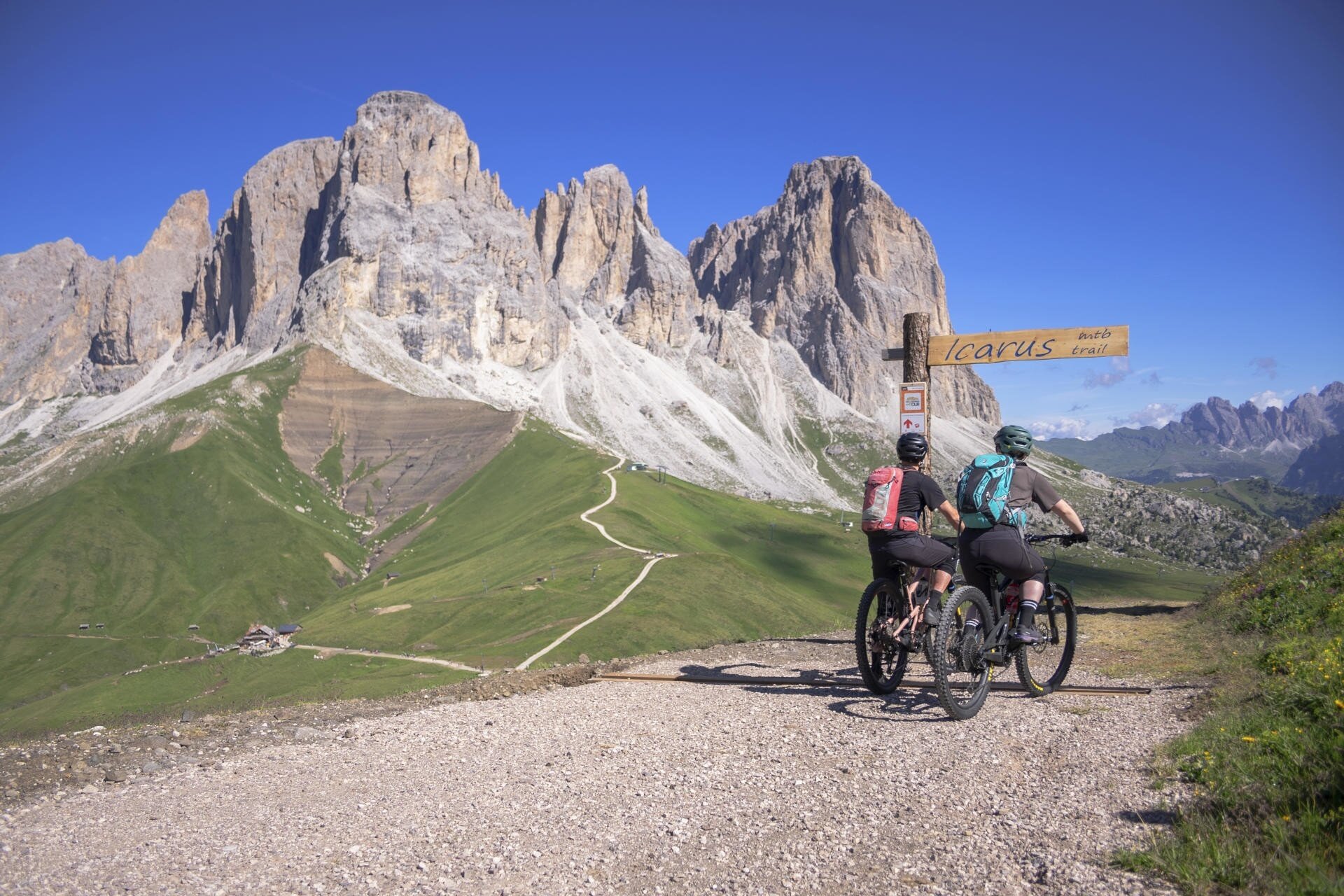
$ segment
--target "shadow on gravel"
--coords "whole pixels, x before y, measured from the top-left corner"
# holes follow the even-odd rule
[[[905,690],[886,697],[848,697],[827,707],[831,712],[872,721],[954,721],[933,695]]]
[[[1169,615],[1188,609],[1189,604],[1185,603],[1134,603],[1128,607],[1085,607],[1079,603],[1078,615],[1106,615],[1114,613],[1122,617],[1156,617]]]
[[[1136,825],[1175,825],[1176,813],[1168,811],[1165,809],[1144,809],[1141,811],[1133,811],[1126,809],[1125,811],[1116,813],[1116,818],[1133,822]]]
[[[745,672],[750,670],[750,672]],[[730,662],[722,666],[702,666],[698,662],[681,666],[681,674],[684,676],[715,676],[719,678],[734,678],[741,676],[743,681],[750,682],[753,677],[758,677],[762,673],[774,673],[780,677],[785,673],[794,673],[802,680],[809,678],[833,678],[836,673],[833,672],[818,672],[816,669],[794,669],[792,666],[771,665],[767,662]],[[857,669],[841,669],[840,674],[845,673],[857,674]]]
[[[853,638],[770,638],[774,643],[853,643]]]

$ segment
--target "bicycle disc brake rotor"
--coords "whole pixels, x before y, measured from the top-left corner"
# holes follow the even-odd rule
[[[985,638],[981,634],[980,627],[974,627],[970,631],[962,634],[961,637],[961,656],[958,657],[960,668],[972,674],[978,673],[984,668],[984,660],[981,658],[981,645],[984,645]]]

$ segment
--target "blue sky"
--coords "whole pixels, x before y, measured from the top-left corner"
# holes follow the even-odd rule
[[[603,163],[679,247],[857,154],[962,332],[1129,324],[1130,357],[978,368],[1097,433],[1344,377],[1344,4],[0,5],[0,253],[141,249],[195,188],[387,89],[458,111],[515,203]],[[937,408],[935,408],[937,410]]]

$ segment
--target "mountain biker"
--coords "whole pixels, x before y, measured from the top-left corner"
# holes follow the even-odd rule
[[[961,529],[961,516],[957,508],[943,496],[942,489],[933,478],[919,472],[919,462],[929,453],[929,441],[921,433],[906,433],[896,439],[896,457],[900,469],[905,472],[900,481],[900,497],[896,504],[896,517],[910,517],[918,520],[925,508],[938,510],[952,528]],[[929,603],[925,614],[935,610],[942,600],[942,592],[952,583],[952,574],[957,568],[957,552],[952,545],[930,539],[918,532],[890,532],[868,533],[868,553],[872,556],[872,578],[880,579],[887,575],[887,570],[894,560],[899,560],[915,568],[933,570],[933,580],[929,583]]]
[[[1027,466],[1027,455],[1031,454],[1032,445],[1031,433],[1021,426],[1005,426],[995,433],[995,451],[1007,454],[1016,461],[1008,489],[1008,510],[1025,510],[1028,504],[1035,504],[1068,525],[1074,532],[1074,536],[1067,541],[1068,544],[1086,541],[1087,529],[1074,508],[1059,497],[1055,486],[1039,470]],[[1036,631],[1036,607],[1046,591],[1046,563],[1023,540],[1021,529],[1004,523],[996,523],[988,529],[965,527],[957,540],[957,547],[966,584],[980,588],[982,594],[989,594],[989,579],[978,570],[981,564],[992,566],[1009,579],[1021,582],[1017,627],[1013,630],[1012,638],[1021,643],[1040,643],[1040,633]],[[976,626],[978,622],[978,619],[969,619],[966,626]]]

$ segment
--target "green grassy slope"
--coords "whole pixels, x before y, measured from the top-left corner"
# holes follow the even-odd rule
[[[234,658],[155,664],[203,653],[198,638],[231,642],[253,621],[301,622],[304,643],[512,666],[609,604],[646,563],[579,520],[607,497],[612,458],[535,420],[446,500],[414,508],[362,545],[367,521],[341,510],[323,482],[340,443],[316,480],[282,449],[281,399],[297,357],[165,403],[155,426],[106,435],[91,473],[0,514],[0,729],[180,712],[216,693],[203,670],[230,669]],[[618,498],[595,519],[622,541],[677,556],[540,665],[851,625],[868,579],[860,532],[671,477],[616,477]],[[370,549],[403,531],[409,541],[371,576],[336,571],[333,562],[360,570]],[[1056,575],[1083,602],[1193,598],[1210,582],[1089,551],[1062,557]],[[71,637],[85,622],[106,629]],[[358,693],[370,670],[323,662],[312,666],[327,670],[321,688],[257,673],[224,676],[231,684],[218,693],[230,705]],[[388,689],[419,686],[417,674],[435,672],[387,662],[402,669],[382,676]]]
[[[1219,482],[1212,477],[1200,477],[1177,482],[1157,482],[1156,485],[1160,489],[1180,492],[1216,506],[1246,510],[1265,519],[1266,523],[1277,523],[1279,517],[1284,517],[1297,528],[1309,525],[1340,504],[1340,498],[1293,492],[1265,478]]]
[[[0,713],[7,735],[38,735],[94,723],[165,721],[184,708],[235,712],[274,703],[376,699],[470,678],[468,672],[383,657],[306,650],[274,657],[237,653],[180,665],[151,666],[129,676],[89,681]]]
[[[487,666],[520,662],[606,606],[646,563],[578,519],[606,498],[601,470],[610,462],[530,423],[427,513],[433,523],[382,575],[305,618],[302,639]],[[594,519],[629,544],[681,556],[659,563],[617,611],[544,664],[800,634],[843,625],[852,613],[867,578],[853,535],[671,478],[661,486],[648,474],[617,478],[617,502]],[[374,613],[402,604],[410,609]]]
[[[167,424],[109,438],[116,462],[0,514],[0,711],[203,653],[188,625],[202,638],[233,641],[253,621],[289,621],[337,596],[324,555],[358,568],[364,549],[353,519],[281,447],[280,399],[293,360],[169,402]],[[233,388],[235,380],[249,388]],[[199,441],[169,449],[207,414],[212,426]],[[106,627],[81,633],[81,623]],[[102,637],[63,637],[73,634]],[[34,656],[47,650],[50,658]]]
[[[1207,717],[1165,750],[1193,785],[1173,834],[1129,866],[1191,893],[1344,891],[1344,510],[1204,607],[1224,646]]]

--------

* WORK TO BE COMPLETED
Arrange all of the material above into a Markdown table with the columns "Row" and "Line", giving each nonblank line its own numbered row. Omit blank lines and the picture.

* RESPONSE TO THIS TASK
| Row | Line |
|---|---|
| 1 | $ segment |
| 2 | --target "shadow on gravel" |
| 3 | --coords "whole pixels, x before y, measured from the top-left corner" |
| 4 | # holes follow the even-odd rule |
| 5 | [[[905,690],[886,697],[848,697],[827,707],[831,712],[872,721],[954,721],[933,695]]] |
| 6 | [[[1169,615],[1188,609],[1189,604],[1185,603],[1134,603],[1128,607],[1085,607],[1079,603],[1078,615],[1106,615],[1114,613],[1122,617],[1156,617]]] |
| 7 | [[[1136,825],[1175,825],[1176,813],[1168,811],[1165,809],[1144,809],[1141,811],[1133,811],[1126,809],[1125,811],[1116,813],[1116,818],[1133,822]]] |
| 8 | [[[745,672],[750,670],[750,672]],[[730,662],[722,666],[702,666],[698,662],[681,666],[681,674],[684,676],[715,676],[719,678],[734,678],[741,676],[743,681],[750,682],[753,677],[758,677],[762,673],[774,673],[780,677],[785,673],[794,673],[802,680],[809,678],[833,678],[836,673],[833,672],[818,672],[816,669],[794,669],[792,666],[771,665],[767,662]],[[857,669],[841,669],[840,674],[845,673],[857,674]]] |
| 9 | [[[853,638],[770,638],[774,643],[853,643]]] |
| 10 | $ segment |
| 11 | --target "bicycle disc brake rotor" |
| 12 | --coords "whole pixels, x before y, measured from the top-left corner" |
| 13 | # holes follow the even-odd rule |
| 14 | [[[985,638],[981,634],[980,627],[974,627],[970,631],[962,634],[961,637],[961,656],[958,657],[960,668],[972,674],[978,673],[984,668],[984,660],[981,658],[981,645],[984,645]]] |
| 15 | $ segment |
| 16 | --target "blue sky" |
| 17 | --coords "whole pixels, x before y, measured from the top-left corner" |
| 18 | # holes follow the even-odd rule |
| 19 | [[[603,163],[679,247],[857,154],[962,332],[1129,324],[1130,357],[978,368],[1097,433],[1344,377],[1344,4],[0,5],[0,253],[141,249],[195,188],[387,89],[458,111],[515,203]],[[937,408],[935,408],[937,410]]] |
| 20 | $ segment |
| 21 | --target "mountain biker" |
| 22 | --coords "whole pixels, x before y, measured from the top-left corner" |
| 23 | # holes follow the even-odd rule |
| 24 | [[[961,529],[961,516],[957,508],[943,496],[942,489],[933,478],[919,472],[919,462],[929,453],[929,441],[921,433],[906,433],[896,439],[896,457],[900,469],[905,472],[900,481],[900,497],[896,504],[896,517],[910,517],[918,520],[925,508],[938,510],[952,528]],[[929,603],[925,614],[935,610],[942,600],[942,592],[952,583],[952,574],[957,568],[957,552],[952,545],[930,539],[918,532],[890,532],[868,533],[868,553],[872,556],[872,578],[880,579],[887,575],[887,570],[894,560],[899,560],[915,568],[933,570],[933,580],[929,583]]] |
| 25 | [[[1027,466],[1027,455],[1031,454],[1032,445],[1031,433],[1021,426],[1005,426],[995,433],[995,451],[1007,454],[1016,461],[1008,489],[1008,510],[1025,510],[1028,504],[1035,504],[1068,525],[1074,532],[1074,536],[1067,541],[1068,544],[1086,541],[1087,529],[1074,508],[1059,497],[1055,486],[1039,470]],[[1036,631],[1036,607],[1046,591],[1046,563],[1023,540],[1021,529],[1004,523],[996,523],[988,529],[965,527],[957,540],[957,547],[966,584],[980,588],[982,594],[989,594],[989,579],[978,570],[981,564],[992,566],[1009,579],[1021,582],[1017,627],[1013,630],[1012,638],[1021,643],[1040,643],[1040,633]],[[976,626],[978,622],[978,619],[969,619],[966,626]]] |
| 26 | $ segment |
| 27 | --target "green grassy slope" |
| 28 | --coords "whole pixels, x before y, measured from the top-left corner" |
| 29 | # holes follow the even-odd rule |
| 30 | [[[234,658],[155,664],[203,653],[198,638],[231,642],[253,621],[301,622],[304,643],[512,666],[609,604],[646,563],[579,520],[607,497],[612,458],[535,420],[446,500],[414,508],[362,545],[367,521],[341,510],[323,482],[340,443],[316,480],[282,449],[281,399],[297,357],[165,403],[155,426],[106,435],[91,473],[0,514],[0,729],[180,712],[216,693],[203,670],[230,669]],[[618,498],[595,519],[622,541],[677,556],[540,665],[851,625],[868,579],[860,532],[671,477],[616,477]],[[370,549],[403,531],[409,541],[371,576],[336,571],[333,562],[360,570]],[[1056,575],[1083,602],[1193,598],[1210,582],[1089,551],[1062,557]],[[71,637],[85,622],[106,629]],[[358,693],[370,670],[323,662],[312,666],[327,670],[321,688],[257,673],[224,676],[231,684],[218,693],[230,705]],[[388,689],[419,686],[417,674],[435,672],[387,662],[402,669],[382,676]]] |
| 31 | [[[1219,482],[1212,477],[1200,477],[1177,482],[1157,482],[1156,485],[1160,489],[1180,492],[1216,506],[1246,510],[1265,519],[1266,523],[1277,523],[1279,517],[1284,517],[1297,528],[1309,525],[1340,504],[1340,498],[1293,492],[1265,478]]] |
| 32 | [[[0,713],[7,735],[38,735],[94,723],[165,721],[184,708],[235,712],[274,703],[376,699],[470,678],[468,672],[383,657],[306,650],[274,657],[237,653],[180,665],[151,666],[129,676],[89,681]]] |
| 33 | [[[487,666],[520,662],[606,606],[646,563],[578,519],[606,498],[601,470],[610,462],[530,423],[427,513],[433,523],[382,575],[305,618],[302,639]],[[594,519],[629,544],[681,556],[659,563],[617,611],[544,664],[800,634],[843,625],[852,613],[867,578],[853,535],[671,478],[661,486],[648,474],[617,478],[617,502]],[[374,613],[402,604],[410,609]]] |
| 34 | [[[167,424],[109,438],[116,462],[0,514],[0,711],[203,653],[188,625],[202,638],[233,641],[253,621],[289,621],[337,596],[324,555],[358,568],[364,549],[353,519],[281,447],[280,399],[293,360],[169,402]],[[233,388],[235,380],[249,388]],[[199,441],[169,449],[207,414],[212,426]],[[106,627],[81,633],[81,623]],[[102,637],[63,637],[73,634]],[[34,656],[47,650],[50,658]]] |
| 35 | [[[1207,717],[1165,750],[1193,785],[1173,834],[1129,866],[1191,893],[1344,891],[1344,510],[1204,607],[1224,646]]] |